- **Available data**:
• • • • • • •

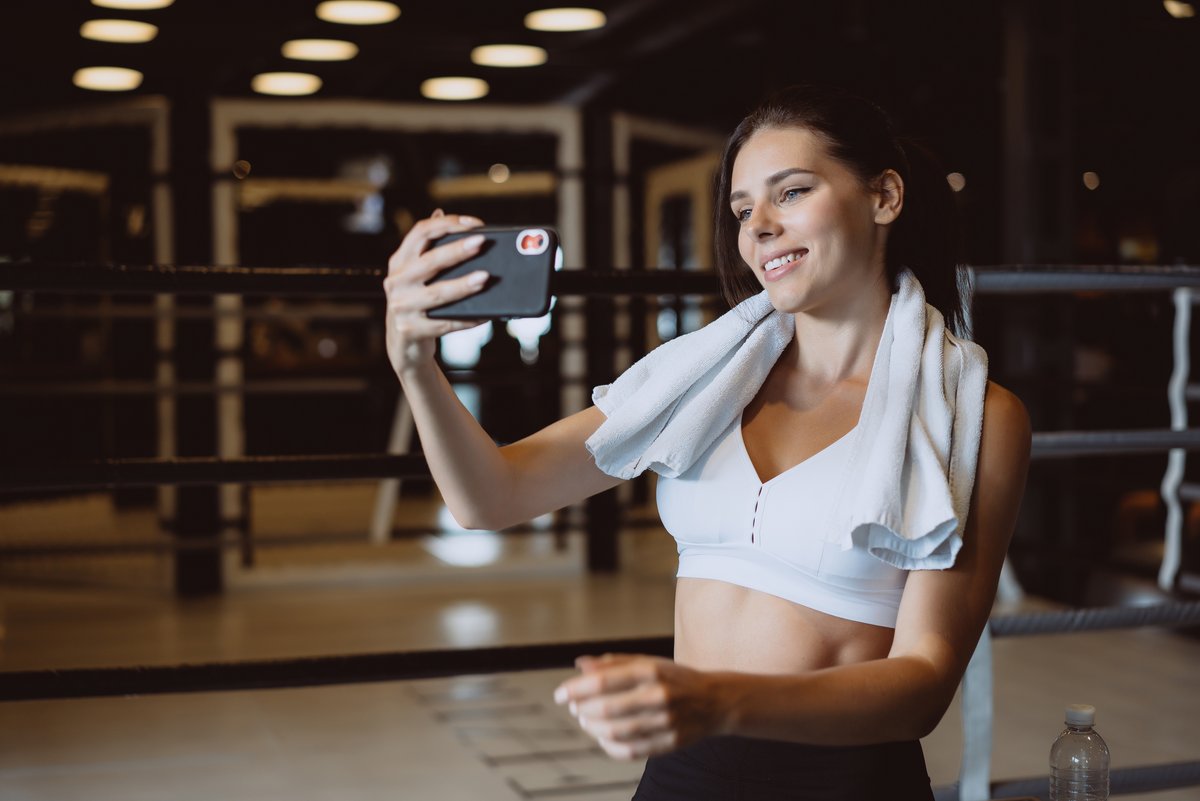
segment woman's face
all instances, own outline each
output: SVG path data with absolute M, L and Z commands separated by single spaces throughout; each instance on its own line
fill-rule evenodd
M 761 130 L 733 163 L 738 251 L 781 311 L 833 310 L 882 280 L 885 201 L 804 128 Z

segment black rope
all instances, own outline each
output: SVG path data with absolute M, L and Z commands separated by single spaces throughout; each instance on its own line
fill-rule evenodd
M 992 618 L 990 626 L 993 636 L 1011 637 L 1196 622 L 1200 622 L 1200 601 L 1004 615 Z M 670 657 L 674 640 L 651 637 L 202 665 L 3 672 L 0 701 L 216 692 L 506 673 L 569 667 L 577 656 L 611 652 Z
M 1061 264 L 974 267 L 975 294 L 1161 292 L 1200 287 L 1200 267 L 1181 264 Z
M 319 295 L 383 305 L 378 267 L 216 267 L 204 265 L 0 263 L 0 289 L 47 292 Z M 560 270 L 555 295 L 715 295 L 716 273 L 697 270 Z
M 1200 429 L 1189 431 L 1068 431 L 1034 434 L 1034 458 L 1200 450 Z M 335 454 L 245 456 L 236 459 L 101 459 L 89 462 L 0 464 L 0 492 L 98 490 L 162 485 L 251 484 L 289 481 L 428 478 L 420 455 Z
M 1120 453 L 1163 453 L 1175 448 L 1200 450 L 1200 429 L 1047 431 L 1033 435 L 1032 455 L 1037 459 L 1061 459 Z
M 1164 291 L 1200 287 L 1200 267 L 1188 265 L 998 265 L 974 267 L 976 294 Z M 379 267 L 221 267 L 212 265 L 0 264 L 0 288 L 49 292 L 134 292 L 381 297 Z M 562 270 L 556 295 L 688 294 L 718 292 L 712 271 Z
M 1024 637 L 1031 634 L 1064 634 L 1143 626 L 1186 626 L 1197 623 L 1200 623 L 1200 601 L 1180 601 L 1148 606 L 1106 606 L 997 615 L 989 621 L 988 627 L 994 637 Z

• • • • • • •

- **Problem to work on**:
A verbatim transcript of the entries above is required, with the pictures left out.

- **Solution to this problem**:
segment woman's face
all instances, own outline each
output: SVG path data with absolute M, L and Z commands separated by single spaces throughout; each instance on its own line
fill-rule evenodd
M 761 130 L 733 163 L 738 251 L 781 311 L 833 310 L 882 280 L 885 201 L 804 128 Z

segment black rope
all instances, own outline each
output: SVG path data with absolute M, L and Z commands separated by single spaces throughout; each instance on its own line
fill-rule evenodd
M 992 618 L 990 626 L 993 636 L 1011 637 L 1196 622 L 1200 622 L 1200 601 L 1004 615 Z M 670 657 L 674 640 L 651 637 L 202 665 L 3 672 L 0 701 L 216 692 L 506 673 L 569 667 L 577 656 L 611 652 Z
M 1061 264 L 974 267 L 975 294 L 1161 292 L 1200 287 L 1200 267 L 1181 264 Z
M 319 295 L 383 305 L 378 267 L 216 267 L 204 265 L 0 263 L 0 289 L 47 292 Z M 560 270 L 555 295 L 715 295 L 716 273 L 697 270 Z
M 1200 429 L 1189 431 L 1068 431 L 1034 434 L 1034 458 L 1200 450 Z M 335 454 L 245 456 L 236 459 L 101 459 L 89 462 L 0 464 L 0 492 L 98 490 L 162 485 L 251 484 L 289 481 L 428 478 L 420 455 Z
M 1120 453 L 1163 453 L 1175 448 L 1200 450 L 1200 429 L 1047 431 L 1033 435 L 1032 455 L 1037 459 L 1061 459 Z
M 1164 291 L 1200 287 L 1200 267 L 1188 265 L 998 265 L 974 267 L 976 294 Z M 379 267 L 221 267 L 212 265 L 0 264 L 0 288 L 49 292 L 134 292 L 381 297 Z M 562 270 L 556 295 L 688 294 L 718 292 L 712 271 Z
M 1024 637 L 1031 634 L 1064 634 L 1143 626 L 1186 626 L 1197 623 L 1200 623 L 1200 601 L 1180 601 L 1148 606 L 1106 606 L 997 615 L 989 621 L 988 627 L 994 637 Z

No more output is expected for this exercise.